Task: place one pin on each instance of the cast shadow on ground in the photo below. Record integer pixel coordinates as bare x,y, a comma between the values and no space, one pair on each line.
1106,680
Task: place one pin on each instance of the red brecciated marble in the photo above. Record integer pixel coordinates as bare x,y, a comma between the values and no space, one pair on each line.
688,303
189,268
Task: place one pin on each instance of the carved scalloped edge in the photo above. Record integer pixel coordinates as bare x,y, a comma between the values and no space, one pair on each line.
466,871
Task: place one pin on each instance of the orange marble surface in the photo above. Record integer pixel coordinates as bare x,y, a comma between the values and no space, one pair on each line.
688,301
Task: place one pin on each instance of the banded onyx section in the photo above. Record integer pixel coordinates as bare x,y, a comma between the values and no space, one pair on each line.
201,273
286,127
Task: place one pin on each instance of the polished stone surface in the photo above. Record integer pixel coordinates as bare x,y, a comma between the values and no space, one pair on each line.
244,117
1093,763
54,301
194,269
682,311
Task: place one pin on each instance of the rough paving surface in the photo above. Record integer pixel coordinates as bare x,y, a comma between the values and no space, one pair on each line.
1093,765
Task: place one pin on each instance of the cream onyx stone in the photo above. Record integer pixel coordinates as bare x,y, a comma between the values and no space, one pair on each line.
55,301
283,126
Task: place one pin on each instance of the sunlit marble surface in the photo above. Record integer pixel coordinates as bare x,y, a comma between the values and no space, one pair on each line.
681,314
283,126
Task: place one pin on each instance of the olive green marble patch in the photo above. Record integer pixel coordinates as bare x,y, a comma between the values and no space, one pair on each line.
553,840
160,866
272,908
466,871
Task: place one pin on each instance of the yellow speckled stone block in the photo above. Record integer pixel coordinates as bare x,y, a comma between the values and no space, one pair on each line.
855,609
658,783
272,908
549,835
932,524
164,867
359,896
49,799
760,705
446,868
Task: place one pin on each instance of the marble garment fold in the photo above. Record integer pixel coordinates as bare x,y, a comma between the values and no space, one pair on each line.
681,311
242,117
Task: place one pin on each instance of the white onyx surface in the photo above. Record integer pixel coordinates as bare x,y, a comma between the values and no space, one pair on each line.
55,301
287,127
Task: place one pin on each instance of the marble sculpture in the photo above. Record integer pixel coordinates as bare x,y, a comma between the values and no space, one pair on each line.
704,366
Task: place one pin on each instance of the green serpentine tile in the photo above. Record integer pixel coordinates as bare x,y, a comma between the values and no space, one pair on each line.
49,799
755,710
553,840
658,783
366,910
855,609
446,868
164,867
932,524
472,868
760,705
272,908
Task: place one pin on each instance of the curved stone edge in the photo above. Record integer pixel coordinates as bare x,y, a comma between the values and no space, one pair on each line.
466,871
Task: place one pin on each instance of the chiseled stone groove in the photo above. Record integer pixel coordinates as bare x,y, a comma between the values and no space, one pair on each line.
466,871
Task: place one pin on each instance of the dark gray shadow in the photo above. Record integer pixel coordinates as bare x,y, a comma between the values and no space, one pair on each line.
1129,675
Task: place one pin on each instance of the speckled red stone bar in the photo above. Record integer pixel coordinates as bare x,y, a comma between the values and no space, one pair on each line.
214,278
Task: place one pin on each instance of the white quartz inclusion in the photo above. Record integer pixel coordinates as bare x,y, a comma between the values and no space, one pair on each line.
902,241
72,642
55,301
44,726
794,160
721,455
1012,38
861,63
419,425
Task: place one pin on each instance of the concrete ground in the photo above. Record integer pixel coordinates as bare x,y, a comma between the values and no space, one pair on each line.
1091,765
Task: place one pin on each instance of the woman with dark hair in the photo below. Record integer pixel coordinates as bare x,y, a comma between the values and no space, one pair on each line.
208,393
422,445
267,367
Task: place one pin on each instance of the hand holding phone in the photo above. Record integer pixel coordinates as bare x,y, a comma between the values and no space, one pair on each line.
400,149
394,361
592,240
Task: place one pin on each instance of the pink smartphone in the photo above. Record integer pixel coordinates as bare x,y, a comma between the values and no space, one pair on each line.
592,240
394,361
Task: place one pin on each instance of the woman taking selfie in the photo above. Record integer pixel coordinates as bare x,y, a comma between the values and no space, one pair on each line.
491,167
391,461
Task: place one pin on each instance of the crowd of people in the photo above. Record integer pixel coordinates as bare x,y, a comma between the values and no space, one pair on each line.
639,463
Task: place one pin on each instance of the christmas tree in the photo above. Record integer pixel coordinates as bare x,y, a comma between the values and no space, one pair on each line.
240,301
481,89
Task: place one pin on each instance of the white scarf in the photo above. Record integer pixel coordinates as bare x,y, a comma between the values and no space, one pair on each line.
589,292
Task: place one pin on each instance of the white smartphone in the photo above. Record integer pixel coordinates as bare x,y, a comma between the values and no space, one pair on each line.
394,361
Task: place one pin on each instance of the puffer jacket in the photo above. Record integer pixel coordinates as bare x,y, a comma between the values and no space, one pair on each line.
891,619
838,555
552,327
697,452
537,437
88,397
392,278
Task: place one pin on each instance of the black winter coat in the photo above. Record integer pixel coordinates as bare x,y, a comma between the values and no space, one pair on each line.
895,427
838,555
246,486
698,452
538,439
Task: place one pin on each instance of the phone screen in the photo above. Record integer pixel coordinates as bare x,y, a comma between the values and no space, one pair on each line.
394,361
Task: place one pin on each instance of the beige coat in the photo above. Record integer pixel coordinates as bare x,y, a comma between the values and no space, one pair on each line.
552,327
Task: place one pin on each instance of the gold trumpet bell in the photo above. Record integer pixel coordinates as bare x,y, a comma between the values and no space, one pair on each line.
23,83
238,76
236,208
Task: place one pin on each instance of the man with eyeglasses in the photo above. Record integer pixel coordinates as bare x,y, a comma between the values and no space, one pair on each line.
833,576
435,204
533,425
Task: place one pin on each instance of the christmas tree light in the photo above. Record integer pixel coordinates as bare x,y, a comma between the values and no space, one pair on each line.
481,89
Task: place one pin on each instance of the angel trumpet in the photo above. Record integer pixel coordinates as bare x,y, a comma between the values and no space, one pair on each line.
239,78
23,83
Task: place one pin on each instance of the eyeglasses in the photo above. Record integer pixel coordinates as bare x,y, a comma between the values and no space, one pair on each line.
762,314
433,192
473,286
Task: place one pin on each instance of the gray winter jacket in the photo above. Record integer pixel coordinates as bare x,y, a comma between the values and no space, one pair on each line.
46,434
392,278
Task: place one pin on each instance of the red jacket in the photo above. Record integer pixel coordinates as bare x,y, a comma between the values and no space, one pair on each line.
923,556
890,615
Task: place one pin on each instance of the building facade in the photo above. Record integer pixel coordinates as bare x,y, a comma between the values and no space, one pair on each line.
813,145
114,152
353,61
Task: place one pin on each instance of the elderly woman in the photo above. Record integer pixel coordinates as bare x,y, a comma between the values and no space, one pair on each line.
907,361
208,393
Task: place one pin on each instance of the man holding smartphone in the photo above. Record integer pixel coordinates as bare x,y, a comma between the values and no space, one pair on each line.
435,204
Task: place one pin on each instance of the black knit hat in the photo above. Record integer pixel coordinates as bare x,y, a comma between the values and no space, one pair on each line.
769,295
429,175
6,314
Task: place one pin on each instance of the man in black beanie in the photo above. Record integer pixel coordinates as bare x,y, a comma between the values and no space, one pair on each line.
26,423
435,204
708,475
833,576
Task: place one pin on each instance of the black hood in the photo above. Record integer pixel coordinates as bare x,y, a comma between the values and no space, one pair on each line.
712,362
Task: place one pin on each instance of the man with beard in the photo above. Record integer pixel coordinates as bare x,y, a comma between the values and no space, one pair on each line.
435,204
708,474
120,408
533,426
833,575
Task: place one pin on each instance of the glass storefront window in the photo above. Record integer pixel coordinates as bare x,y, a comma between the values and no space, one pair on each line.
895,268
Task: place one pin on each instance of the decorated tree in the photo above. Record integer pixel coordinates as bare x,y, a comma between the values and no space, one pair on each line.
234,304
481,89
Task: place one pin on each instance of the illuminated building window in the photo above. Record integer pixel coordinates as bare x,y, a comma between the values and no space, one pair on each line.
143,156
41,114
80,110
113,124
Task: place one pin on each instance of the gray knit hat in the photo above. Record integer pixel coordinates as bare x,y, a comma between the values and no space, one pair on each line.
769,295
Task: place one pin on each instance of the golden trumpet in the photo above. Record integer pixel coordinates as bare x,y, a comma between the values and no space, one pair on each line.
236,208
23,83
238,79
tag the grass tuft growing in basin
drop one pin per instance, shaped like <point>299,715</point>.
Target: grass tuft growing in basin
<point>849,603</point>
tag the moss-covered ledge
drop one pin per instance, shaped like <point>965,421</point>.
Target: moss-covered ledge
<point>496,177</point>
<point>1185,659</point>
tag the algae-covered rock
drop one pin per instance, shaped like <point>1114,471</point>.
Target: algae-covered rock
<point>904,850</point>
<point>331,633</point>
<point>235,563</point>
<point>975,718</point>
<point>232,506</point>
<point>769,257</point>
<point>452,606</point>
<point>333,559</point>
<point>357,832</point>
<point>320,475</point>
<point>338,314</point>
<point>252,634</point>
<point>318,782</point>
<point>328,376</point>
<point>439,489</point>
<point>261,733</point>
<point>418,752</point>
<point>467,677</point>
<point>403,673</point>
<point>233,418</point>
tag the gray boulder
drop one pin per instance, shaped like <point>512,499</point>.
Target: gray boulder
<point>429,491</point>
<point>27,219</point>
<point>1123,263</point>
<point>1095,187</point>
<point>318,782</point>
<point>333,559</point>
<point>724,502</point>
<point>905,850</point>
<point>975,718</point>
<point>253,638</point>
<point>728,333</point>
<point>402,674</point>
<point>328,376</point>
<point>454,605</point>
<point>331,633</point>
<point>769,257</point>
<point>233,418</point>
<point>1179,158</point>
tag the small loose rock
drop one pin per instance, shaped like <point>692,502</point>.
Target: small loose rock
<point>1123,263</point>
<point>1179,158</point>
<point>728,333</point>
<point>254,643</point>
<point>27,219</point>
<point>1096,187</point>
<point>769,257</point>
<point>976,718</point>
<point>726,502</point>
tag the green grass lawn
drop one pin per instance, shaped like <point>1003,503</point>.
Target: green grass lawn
--- --- ---
## Instructions for the task
Please edit the part of the listing that opens with the line containing "tag the algae-covered rock" and closes with the line containing "<point>418,752</point>", changing "algae-covered rock" to "moss-covered rock" and leaving everything else as it is. Return only those lines.

## Task answer
tag the moss-covered rock
drop one pin per instance, shaped like <point>1114,471</point>.
Target: moss-covered rock
<point>904,850</point>
<point>331,633</point>
<point>235,563</point>
<point>975,718</point>
<point>232,506</point>
<point>769,257</point>
<point>452,606</point>
<point>333,559</point>
<point>357,832</point>
<point>320,475</point>
<point>338,314</point>
<point>252,634</point>
<point>318,782</point>
<point>328,376</point>
<point>439,489</point>
<point>261,733</point>
<point>418,752</point>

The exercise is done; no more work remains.